→ Exercise objective:
The response must restate all of the data word for word.

[[ Source information open ]]

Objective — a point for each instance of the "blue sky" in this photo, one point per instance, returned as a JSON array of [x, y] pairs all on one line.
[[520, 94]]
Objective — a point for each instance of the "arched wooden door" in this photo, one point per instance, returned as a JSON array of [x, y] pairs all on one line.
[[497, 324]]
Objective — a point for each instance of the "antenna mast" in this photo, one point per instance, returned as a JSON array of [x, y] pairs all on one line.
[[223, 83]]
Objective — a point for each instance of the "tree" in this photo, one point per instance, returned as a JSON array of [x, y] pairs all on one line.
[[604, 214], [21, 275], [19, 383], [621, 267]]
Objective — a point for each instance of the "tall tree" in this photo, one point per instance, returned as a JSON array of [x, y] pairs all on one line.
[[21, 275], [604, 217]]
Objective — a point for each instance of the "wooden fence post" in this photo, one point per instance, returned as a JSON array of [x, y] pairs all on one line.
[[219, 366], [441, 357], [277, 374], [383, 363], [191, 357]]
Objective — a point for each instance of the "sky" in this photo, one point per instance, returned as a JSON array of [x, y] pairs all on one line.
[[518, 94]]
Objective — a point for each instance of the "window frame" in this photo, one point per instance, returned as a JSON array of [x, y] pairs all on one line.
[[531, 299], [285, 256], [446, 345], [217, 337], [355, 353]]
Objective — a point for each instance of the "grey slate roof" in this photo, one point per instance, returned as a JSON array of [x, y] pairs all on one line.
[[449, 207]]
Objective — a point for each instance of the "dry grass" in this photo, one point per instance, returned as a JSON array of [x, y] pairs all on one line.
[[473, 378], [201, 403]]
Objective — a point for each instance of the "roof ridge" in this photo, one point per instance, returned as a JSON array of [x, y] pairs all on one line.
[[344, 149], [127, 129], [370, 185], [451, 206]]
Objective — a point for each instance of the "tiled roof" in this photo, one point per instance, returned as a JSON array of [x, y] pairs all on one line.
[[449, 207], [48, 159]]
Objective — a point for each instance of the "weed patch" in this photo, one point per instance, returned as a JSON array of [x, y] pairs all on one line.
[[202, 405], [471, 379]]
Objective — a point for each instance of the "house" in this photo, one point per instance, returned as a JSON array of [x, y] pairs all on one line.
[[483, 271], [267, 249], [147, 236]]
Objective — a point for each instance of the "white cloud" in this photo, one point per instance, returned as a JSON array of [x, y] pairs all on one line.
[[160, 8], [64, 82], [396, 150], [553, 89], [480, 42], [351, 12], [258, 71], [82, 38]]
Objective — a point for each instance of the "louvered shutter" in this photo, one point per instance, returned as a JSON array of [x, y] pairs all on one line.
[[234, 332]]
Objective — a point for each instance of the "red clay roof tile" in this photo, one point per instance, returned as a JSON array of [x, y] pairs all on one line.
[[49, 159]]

[[ Source information closed ]]

→ Exercise solution:
Objective — a point for each instance of the "blue sky" in this photo, one point per instance, returned as a JSON array of [x, y] pairs all on one line.
[[520, 94]]
Objective — a point for each instance of the "arched wooden door" in this photo, one point per instance, returned as a JSON array of [x, y] pairs all on one line.
[[497, 324]]
Objective — a point for each instance of the "antenna mast" in this photo, one point per instance, returned as a JSON array of [x, y] pairs all on one line.
[[223, 83]]
Objective — a point for each instance of the "tree" in this photo, one point per instance, returned as a JSON array of [x, y] pairs all on one line.
[[604, 214], [21, 275], [19, 383], [621, 267]]
Objective — a point for each instance of the "tall tree" in this photo, one point per instance, returned as a JSON array of [x, y] pairs all on one line.
[[21, 275], [604, 217]]
Objective — a point for each instance of the "wooden fence post" in this photo, one point per instance, returned as a JSON array of [x, y] pairs all on one line.
[[219, 366], [441, 357], [277, 374], [383, 363], [191, 357]]
Objective — a point for each instance of the "sky" in this photo, one point per instance, returned as a JSON array of [x, y] pairs all on one line.
[[518, 94]]
Objective — a point for each instance of the "window frame" in this photo, one point per instance, returned as a JSON array of [x, y] pairs all on one line.
[[531, 299], [285, 256], [446, 345], [217, 337], [355, 353]]
Objective — a point for each instance of the "grey slate roof" in this photo, one point per instance, returned as a JSON array of [x, y] pairs all on one line.
[[449, 207]]
Objective — a point for each instance of the "dry grass" in this photo, one point per instance, returned as a JSON array of [x, y] pairs all on one line.
[[473, 378], [201, 403]]
Objective — a point for each instance of the "roof ridge" in this photo, one point per instance, returned as a JSON array of [x, y] pairs all on one line.
[[344, 149], [127, 129], [370, 185], [451, 206]]
Objective — a point for each instance of the "tiled roof" in this photo, one point per instance, returned as a JSON array of [x, y] pairs all on one line.
[[449, 207], [48, 159]]
Objective — a point for each instance of the "weed patch" in this photo, one point per instance, returned as a JSON array of [x, y] pairs all on one line.
[[202, 405], [471, 379]]
Objective — a point for each instance of the "house" in this photo, one point per instance, returned as a JSON array of [x, y] pairs all on one line.
[[483, 271], [267, 249], [147, 236]]
Objective — a point for each instance of the "white cloud" in this photo, one point per instance, returned as a JSON array of [x, y] pairs all on one line.
[[160, 8], [64, 82], [396, 150], [553, 89], [480, 42], [351, 12], [258, 71], [82, 38]]
Objective — a point for each instance of the "louvered shutter" in this photo, one point per instance, returned as a JSON array of [x, y] pairs all on one line.
[[234, 332]]
Objective — a point for each instance of the "red clay roof tile" in this photo, one point per instance, returned as a JSON array of [x, y] pairs all on one line.
[[49, 159]]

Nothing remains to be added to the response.